_Descripción del ejercicio_:
Conteste brevemente, con base en el pasaje seleccionado:
(a) ¿Desde hace cuánto tiempo tratan otras industrias de darle forma al laberinto de los datos digitales?
(b) ¿Qué puede ser la acumulación de datos?
(c) ¿Qué capacidad tiene quien tiene los datos?

_Pasaje seleccionado_:
No es un tema menor esto de los datos. Otras tantas industrias llevan décadas tratando de darle forma a todo este laberinto que representan los datos digitales; algunas con mayor éxito que otras.
Y considero que este es un tema que se debe poner sobre la mesa, porque el agro se tecnifica más de forma digital con cada día que pasa. Y la acumulación de datos puede ser una forma de acumulación de poder. Quien tiene los datos tiene la capacidad de tomar mejores decisiones; puede anticiparse al mercado, establecer mejores precios, comprar insumos a precios más bajos, etc.

_Datos sin procesar_:
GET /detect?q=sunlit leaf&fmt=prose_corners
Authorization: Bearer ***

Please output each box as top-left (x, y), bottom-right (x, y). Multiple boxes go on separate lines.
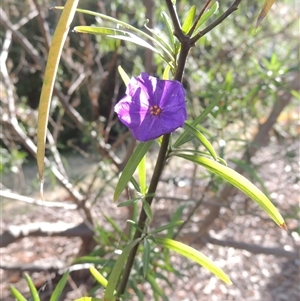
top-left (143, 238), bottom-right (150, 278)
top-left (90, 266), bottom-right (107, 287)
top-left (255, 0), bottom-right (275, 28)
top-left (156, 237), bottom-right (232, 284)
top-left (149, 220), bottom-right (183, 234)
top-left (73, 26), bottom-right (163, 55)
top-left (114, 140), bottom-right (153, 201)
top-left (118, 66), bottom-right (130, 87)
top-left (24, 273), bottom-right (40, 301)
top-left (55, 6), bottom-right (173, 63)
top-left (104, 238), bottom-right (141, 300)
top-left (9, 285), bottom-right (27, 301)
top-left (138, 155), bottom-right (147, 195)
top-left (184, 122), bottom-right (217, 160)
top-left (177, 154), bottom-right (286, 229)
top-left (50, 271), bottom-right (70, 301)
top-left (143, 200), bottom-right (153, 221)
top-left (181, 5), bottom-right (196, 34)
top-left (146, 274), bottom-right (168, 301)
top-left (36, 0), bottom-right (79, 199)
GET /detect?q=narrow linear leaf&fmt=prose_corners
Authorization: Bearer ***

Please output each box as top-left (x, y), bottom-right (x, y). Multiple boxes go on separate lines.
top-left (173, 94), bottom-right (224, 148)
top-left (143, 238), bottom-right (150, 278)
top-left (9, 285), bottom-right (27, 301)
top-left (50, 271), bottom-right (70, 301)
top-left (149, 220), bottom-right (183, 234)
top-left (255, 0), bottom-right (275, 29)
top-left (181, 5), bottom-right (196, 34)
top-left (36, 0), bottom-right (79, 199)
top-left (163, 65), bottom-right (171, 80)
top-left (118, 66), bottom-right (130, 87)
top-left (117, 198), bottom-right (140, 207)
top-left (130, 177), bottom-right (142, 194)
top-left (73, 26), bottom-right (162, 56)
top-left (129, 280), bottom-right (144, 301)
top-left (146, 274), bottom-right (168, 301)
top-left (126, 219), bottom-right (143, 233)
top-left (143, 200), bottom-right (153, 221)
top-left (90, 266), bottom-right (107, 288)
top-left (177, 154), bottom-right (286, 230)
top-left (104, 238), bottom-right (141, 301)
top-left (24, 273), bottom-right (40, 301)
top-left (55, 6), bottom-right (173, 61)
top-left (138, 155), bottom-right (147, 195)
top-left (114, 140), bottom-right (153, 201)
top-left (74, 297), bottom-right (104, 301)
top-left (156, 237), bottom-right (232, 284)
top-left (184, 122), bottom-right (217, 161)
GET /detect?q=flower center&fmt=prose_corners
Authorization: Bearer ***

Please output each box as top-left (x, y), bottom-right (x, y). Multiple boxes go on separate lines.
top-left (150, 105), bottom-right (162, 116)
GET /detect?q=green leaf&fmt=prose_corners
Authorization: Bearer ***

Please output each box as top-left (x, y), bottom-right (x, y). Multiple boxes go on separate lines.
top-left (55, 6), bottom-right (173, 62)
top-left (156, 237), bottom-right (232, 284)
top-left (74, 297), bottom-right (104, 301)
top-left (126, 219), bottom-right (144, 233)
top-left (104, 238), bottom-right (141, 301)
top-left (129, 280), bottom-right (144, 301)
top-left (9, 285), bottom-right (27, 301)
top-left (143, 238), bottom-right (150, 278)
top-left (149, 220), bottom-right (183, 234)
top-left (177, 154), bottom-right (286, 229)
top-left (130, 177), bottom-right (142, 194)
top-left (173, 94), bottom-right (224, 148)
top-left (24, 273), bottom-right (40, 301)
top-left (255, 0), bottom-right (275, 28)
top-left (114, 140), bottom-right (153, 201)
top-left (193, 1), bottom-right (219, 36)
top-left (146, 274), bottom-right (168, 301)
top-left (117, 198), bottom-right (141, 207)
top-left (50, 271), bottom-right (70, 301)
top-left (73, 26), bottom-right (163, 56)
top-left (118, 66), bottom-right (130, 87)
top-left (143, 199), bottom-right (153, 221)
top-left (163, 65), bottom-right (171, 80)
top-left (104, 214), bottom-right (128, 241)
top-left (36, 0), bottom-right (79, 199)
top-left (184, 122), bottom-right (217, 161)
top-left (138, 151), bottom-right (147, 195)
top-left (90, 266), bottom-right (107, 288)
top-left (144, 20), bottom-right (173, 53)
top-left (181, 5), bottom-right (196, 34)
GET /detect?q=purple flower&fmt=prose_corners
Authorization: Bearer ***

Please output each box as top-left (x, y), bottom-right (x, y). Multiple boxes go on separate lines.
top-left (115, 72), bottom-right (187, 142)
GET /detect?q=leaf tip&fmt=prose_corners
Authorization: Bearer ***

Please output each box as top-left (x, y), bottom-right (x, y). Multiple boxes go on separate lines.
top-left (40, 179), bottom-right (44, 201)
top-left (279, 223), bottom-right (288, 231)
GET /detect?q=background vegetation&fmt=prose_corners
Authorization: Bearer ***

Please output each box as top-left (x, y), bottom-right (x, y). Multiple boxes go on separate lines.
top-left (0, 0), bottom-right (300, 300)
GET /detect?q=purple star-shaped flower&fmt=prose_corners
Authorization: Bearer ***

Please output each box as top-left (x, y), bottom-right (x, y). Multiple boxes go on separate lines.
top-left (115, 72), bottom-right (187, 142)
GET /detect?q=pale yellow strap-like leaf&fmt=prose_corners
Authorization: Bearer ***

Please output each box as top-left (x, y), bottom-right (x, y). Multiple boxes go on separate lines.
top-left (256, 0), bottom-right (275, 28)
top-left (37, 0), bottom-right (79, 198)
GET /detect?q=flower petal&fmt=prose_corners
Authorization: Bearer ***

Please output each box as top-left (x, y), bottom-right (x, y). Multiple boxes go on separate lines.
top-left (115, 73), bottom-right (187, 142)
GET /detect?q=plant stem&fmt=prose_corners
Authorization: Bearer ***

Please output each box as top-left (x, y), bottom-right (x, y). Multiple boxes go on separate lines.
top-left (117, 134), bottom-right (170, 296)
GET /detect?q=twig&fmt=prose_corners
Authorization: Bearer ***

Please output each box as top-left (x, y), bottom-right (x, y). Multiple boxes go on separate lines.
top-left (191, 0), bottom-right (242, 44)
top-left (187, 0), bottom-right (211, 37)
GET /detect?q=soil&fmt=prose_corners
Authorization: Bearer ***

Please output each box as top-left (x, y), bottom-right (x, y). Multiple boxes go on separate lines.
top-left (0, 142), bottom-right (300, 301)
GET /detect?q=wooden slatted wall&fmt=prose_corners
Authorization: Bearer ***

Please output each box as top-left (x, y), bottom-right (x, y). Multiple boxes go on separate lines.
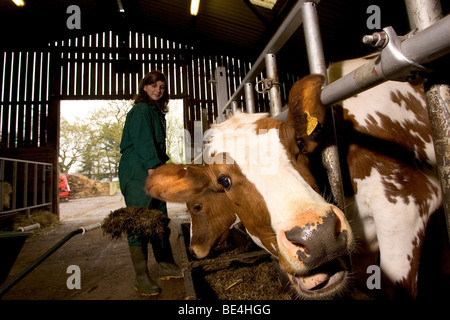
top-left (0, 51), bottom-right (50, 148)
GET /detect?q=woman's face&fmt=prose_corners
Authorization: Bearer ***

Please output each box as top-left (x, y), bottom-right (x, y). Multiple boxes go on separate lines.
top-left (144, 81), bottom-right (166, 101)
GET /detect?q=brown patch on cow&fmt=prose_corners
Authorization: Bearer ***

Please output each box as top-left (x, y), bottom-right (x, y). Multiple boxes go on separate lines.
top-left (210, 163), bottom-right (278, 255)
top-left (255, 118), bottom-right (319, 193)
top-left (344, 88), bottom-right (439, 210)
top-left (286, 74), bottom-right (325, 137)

_Solución propuesta_:
(a) Desde hace décadas.
(b) Una forma de acumulación de poder.
(c) La capacidad de tomar mejores decisiones.